Task statement → Transcribe each of the entries exactly.

[Items listed in a dataset]
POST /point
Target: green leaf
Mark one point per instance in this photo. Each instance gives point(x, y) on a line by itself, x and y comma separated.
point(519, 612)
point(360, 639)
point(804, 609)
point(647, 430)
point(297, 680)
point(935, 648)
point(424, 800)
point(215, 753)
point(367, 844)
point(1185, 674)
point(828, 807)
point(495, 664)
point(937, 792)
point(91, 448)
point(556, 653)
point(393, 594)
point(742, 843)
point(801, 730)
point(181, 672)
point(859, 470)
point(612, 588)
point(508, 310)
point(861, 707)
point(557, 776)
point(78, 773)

Solution →
POST /point
Target: green leaf
Mark one point per instance in this photo. Each instance gives point(x, y) on a line by itself, x and y comma separated.
point(519, 612)
point(360, 639)
point(804, 609)
point(647, 430)
point(297, 680)
point(935, 648)
point(424, 800)
point(215, 753)
point(367, 844)
point(1185, 674)
point(828, 807)
point(495, 664)
point(937, 792)
point(91, 448)
point(556, 653)
point(393, 594)
point(742, 843)
point(801, 730)
point(181, 672)
point(859, 470)
point(612, 588)
point(508, 310)
point(861, 707)
point(557, 776)
point(78, 773)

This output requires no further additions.